• **課題内容 1**
ドラマ「ロングマイヤ」の番組情報から、「プレミア放送日: 6/3/2012 (Sun)」を含む語句で始まり「(ブランチ・コナリー)、キャシディ・フリーマン (カディ・ロングマイヤ)、アダム・バートリー (ファーグ)」で終わる部分を、一字も変えずに書き写してください。

• **本文抜粋**
++++++++

Longmire   ロングマイヤ

放送局: A&E

プレミア放送日: 6/3/2012 (Sun) 22:00-23:00

製作: シェファード/ロビン・カンパニー、ワーナー・ホライズンTV

製作総指揮: グリア・シェファード、マイケル・ロビン

監督: クリストファー・チュラック

原作: クレイグ・ジョンソン

脚本: ハント・ボールドウィン、ジョン・コヴニー

出演: ロバート・テイラー (ウォルト・ロングマイヤ)、ケイティ・サッコフ (ヴィクトリア・モレッティ)、ルー・ダイヤモンド・フィリップス (ヘンリー)、ベイリー・チェイス (ブランチ・コナリー)、キャシディ・フリーマン (カディ・ロングマイヤ)、アダム・バートリー (ファーグ)

++++++++

データソースから取得したエントリ:
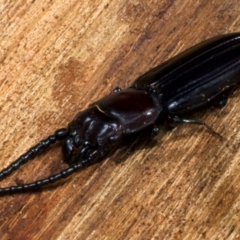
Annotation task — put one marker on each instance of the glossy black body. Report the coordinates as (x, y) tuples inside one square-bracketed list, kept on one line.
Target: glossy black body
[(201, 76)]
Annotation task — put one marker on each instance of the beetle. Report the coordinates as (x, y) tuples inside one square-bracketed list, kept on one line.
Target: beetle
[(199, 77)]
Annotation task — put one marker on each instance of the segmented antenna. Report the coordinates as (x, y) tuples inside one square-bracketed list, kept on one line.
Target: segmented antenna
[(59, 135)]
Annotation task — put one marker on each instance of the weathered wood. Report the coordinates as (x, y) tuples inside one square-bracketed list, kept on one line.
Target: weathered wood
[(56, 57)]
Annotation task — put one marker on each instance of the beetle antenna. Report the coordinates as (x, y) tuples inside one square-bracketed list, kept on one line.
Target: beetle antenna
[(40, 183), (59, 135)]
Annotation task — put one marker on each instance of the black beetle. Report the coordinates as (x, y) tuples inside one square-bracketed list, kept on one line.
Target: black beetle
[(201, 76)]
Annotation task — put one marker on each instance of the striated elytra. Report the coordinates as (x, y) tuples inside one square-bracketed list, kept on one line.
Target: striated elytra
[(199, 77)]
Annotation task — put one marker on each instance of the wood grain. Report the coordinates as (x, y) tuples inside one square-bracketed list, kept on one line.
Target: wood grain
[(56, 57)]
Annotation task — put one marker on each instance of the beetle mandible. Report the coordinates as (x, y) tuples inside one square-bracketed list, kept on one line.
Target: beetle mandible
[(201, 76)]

++++++++

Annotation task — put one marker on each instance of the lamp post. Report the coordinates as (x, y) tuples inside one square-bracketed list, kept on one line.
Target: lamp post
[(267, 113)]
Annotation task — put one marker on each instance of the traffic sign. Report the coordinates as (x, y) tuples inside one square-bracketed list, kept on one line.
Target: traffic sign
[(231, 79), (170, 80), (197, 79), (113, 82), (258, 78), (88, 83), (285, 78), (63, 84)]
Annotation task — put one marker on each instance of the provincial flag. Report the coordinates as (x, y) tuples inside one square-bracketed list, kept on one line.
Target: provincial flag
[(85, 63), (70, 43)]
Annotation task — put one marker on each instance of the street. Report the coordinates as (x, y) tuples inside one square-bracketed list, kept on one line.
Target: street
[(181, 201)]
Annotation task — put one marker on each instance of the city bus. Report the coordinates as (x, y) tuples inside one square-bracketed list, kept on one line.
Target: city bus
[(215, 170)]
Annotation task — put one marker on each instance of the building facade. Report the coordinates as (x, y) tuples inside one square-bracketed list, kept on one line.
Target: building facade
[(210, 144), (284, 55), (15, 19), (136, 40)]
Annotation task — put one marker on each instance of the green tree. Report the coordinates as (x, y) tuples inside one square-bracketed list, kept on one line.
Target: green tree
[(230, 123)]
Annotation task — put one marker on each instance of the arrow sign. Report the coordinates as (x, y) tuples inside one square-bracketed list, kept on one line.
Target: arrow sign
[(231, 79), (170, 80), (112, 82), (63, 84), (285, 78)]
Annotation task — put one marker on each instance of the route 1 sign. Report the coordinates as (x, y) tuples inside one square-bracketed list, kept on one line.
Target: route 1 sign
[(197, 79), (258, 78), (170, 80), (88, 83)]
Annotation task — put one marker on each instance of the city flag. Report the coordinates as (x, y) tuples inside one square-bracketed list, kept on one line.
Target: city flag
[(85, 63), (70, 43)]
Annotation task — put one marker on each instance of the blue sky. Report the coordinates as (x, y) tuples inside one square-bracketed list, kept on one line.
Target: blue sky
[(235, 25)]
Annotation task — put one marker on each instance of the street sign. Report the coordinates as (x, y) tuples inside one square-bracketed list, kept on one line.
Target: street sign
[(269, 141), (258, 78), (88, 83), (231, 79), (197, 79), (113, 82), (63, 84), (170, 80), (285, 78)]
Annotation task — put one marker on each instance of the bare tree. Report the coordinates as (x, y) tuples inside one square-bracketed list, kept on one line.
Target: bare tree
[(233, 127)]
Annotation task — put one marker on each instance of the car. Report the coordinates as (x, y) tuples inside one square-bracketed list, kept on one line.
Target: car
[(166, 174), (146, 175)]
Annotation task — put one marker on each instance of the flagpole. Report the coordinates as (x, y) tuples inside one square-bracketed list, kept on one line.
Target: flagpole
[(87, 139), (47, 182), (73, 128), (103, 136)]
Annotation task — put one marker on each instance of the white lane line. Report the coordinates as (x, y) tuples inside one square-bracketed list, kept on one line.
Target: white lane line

++++++++

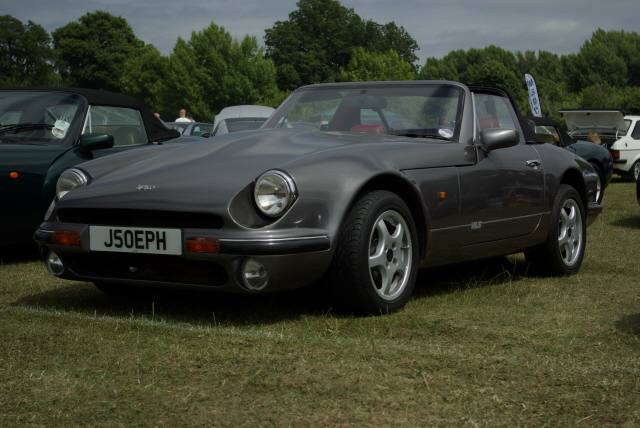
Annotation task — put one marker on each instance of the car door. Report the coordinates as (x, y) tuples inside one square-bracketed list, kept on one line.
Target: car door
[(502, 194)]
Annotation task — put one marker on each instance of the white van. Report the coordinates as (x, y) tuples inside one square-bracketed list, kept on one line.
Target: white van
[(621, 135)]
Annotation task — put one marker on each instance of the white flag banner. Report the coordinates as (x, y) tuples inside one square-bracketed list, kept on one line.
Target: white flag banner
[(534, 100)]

++++++++

• **課題内容 2**
上のエントリから、「wood」という文字列を含む行をすべて抜き出し、そのまま返してください。

• **正しい結果 1**
プレミア放送日: 6/3/2012 (Sun) 22:00-23:00

製作: シェファード/ロビン・カンパニー、ワーナー・ホライズンTV

製作総指揮: グリア・シェファード、マイケル・ロビン

監督: クリストファー・チュラック

原作: クレイグ・ジョンソン

脚本: ハント・ボールドウィン、ジョン・コヴニー

出演: ロバート・テイラー (ウォルト・ロングマイヤ)、ケイティ・サッコフ (ヴィクトリア・モレッティ)、ルー・ダイヤモンド・フィリップス (ヘンリー)、ベイリー・チェイス (ブランチ・コナリー)、キャシディ・フリーマン (カディ・ロングマイヤ)、アダム・バートリー (ファーグ)

• **正しい結果 2**
Annotation task — put one marker on each instance of the weathered wood. Report the coordinates as (x, y) tuples inside one square-bracketed list, kept on one line.
Target: weathered wood
Annotation task — put one marker on each instance of the wood grain. Report the coordinates as (x, y) tuples inside one square-bracketed list, kept on one line.
Target: wood grain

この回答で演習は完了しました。